(TEXT):
_ _ _ _

A couple of weeks ago I had a conversation with one of my patients about the ‘meaningless’ of life. It raised some interesting questions for me, given that I am someone who tries to find meaning, in most things that I do.
1. What, actually, is the point when where we are all heading is floating into the wind or buried 6 feet under?
2. What, actually, is the point when our future is melting away in front of our very eyes?
3. What, actually, is the point, when no matter how much we shout, cry and protest; the rich and powerful guys trump us regardless?
So we set a CBT homework task, that my patient would seek out joy for the next 7 days, to see if life was, actually, worth living and I thought I would join her.
You see, though I am a fairly upbeat person, particularly when I am with, or helping, others, I have always been drawn to the darkness when I am alone. I spend my spare time delving into the psychological, to television shows that depict extreme addictions, vulnerability and the stark reality of some of the worst parts of what it means to be human.
To give you the gist, my most recent evening pastime was watching a portrait series about the human beings living in Skid Row in LA, and if you want to see what abuse and neglect do to little children when they grow up, here is your answer. It is a deeply sad and raw depiction of a life of addiction, prostitution and self-neglect.
It doesn’t make me feel particularly good, and I often find it difficult to sleep after I have watched something containing a window into other people’s trauma, but I have always told myself that I would rather be informed and disturbed, than ignorant and blissfully unaware.
But as part of the experiment I decided to see if I could shift my own perspective towards seeing the good, and also give myself a break from carrying the worlds horrors in my minds’ eye. Just for a few days.
So here is what happened:
I had a lovely week and I felt happier within myself.
I meditated every morning before work and I felt less stressed.
I still felt jumpy, but I recovered more quickly, with less overall anxiety.
I felt more confident and I more engaged with those around me and I read stories about joy and love and people planting fields of flowers for blind lovers, just to bring others joy so they could smell them and these stories made me smile.

_ _ _ _

(EXERCISE SET):
A – Update the post on seeking joy from "A couple of" to "trump us regardless?", replacing "conversation" with "discussion".
B – Translate this sentence from the post on seeking joy into German: "I meditated every morning before work and I felt less stressed."
C – Continue the post on seeking joy from its last sentence.
The records that follow are separate material, unrelated to the post on seeking joy.

(RECORD SET):
_ _ _ _

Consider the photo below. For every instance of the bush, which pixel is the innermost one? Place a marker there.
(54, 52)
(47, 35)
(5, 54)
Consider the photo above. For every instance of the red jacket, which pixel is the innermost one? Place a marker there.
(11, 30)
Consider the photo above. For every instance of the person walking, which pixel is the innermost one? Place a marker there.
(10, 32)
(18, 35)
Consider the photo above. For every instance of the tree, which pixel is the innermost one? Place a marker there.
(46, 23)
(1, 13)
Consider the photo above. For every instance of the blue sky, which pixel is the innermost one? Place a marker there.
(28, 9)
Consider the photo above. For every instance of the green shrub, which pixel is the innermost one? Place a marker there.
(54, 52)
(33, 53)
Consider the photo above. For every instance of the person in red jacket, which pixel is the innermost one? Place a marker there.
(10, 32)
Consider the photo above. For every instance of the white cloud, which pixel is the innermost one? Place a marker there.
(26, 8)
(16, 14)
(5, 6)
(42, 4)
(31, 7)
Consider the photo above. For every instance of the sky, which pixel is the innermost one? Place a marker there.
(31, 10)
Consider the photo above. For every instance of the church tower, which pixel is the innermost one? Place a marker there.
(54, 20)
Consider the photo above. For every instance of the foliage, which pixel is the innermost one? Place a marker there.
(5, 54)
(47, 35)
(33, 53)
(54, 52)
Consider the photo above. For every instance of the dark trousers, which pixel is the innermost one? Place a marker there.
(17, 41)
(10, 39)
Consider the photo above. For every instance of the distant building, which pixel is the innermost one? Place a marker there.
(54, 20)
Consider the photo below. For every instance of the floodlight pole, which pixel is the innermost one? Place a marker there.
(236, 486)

_ _ _ _

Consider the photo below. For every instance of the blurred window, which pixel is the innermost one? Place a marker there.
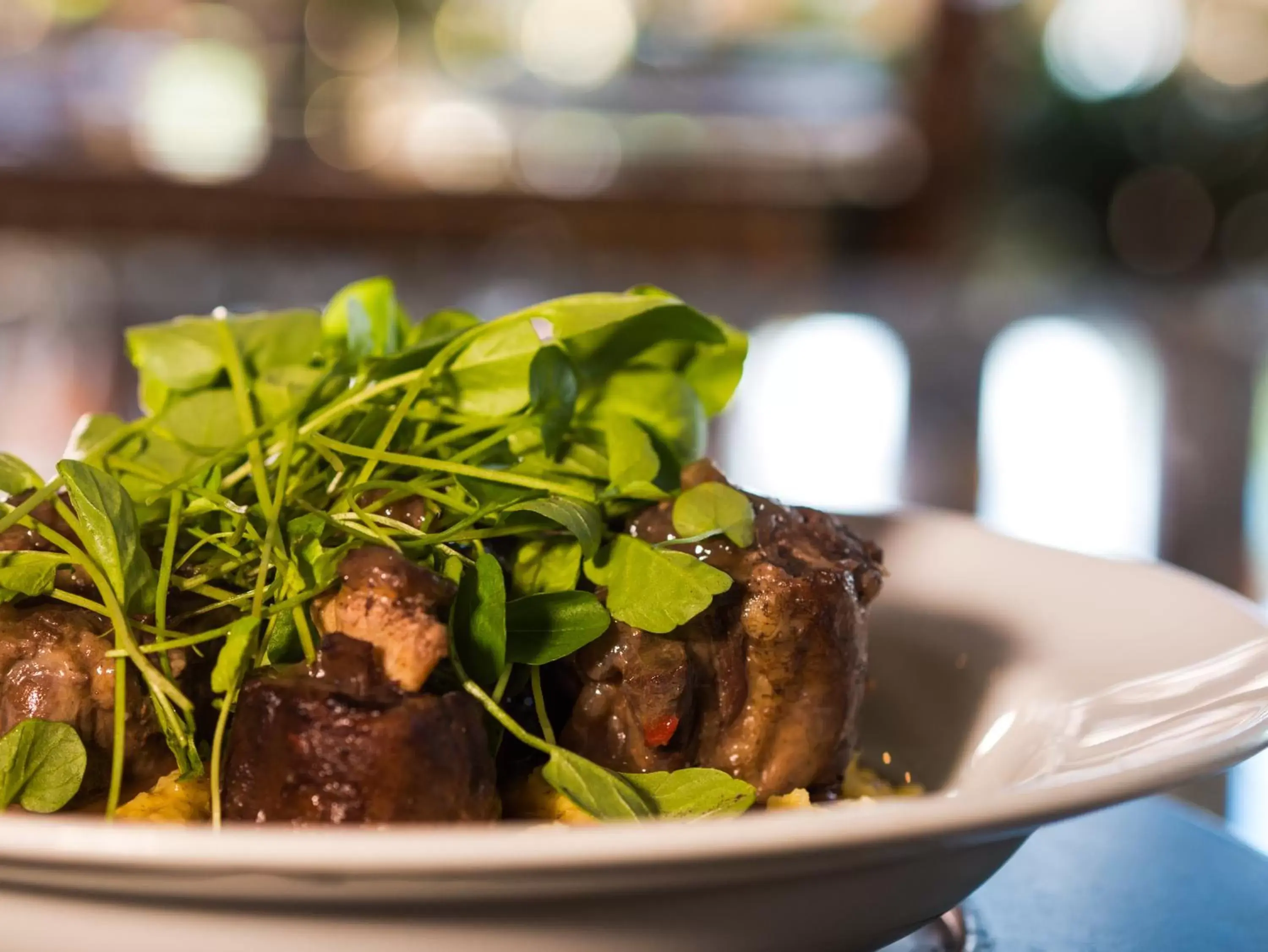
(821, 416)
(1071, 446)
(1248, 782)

_ _ _ _

(ANSWERS PER TASK):
A –
A couple of weeks ago I had a discussion with one of my patients about the ‘meaningless’ of life. It raised some interesting questions for me, given that I am someone who tries to find meaning, in most things that I do.
1. What, actually, is the point when where we are all heading is floating into the wind or buried 6 feet under?
2. What, actually, is the point when our future is melting away in front of our very eyes?
3. What, actually, is the point, when no matter how much we shout, cry and protest; the rich and powerful guys trump us regardless?

B – Ich habe jeden Morgen vor der Arbeit meditiert und mich weniger gestresst gefühlt.

C –
I found I had more time for learning and reading and was able to re-focus my attention, for the most part, on things that inspired me and this has helped the next part of my life’s journey become more transparent, as I felt filled with more hope and less fear.
But it wasn’t to last. I had tried to only engage with positive news stories throughout the week but there was a deeply sad, and highly publicised, suicide and to be honest, it felt important to pay heartfelt attention to this.
Going down the rabbit hole of intensity is part of what makes me, me but this experiment has provided me with valuable lessons in our capacity to choose and seek joy within our every daily lives. Learning to shift our attention is a valuable skill, we can all benefit from, and with practice, the world can become a more beautiful and less soul cripplingly scary place. It is important to notice the kindness of strangers, the kindness of people you know, the kindness within yourself. The fact that what hurts now, eventually becomes your armour for the next part of your journey.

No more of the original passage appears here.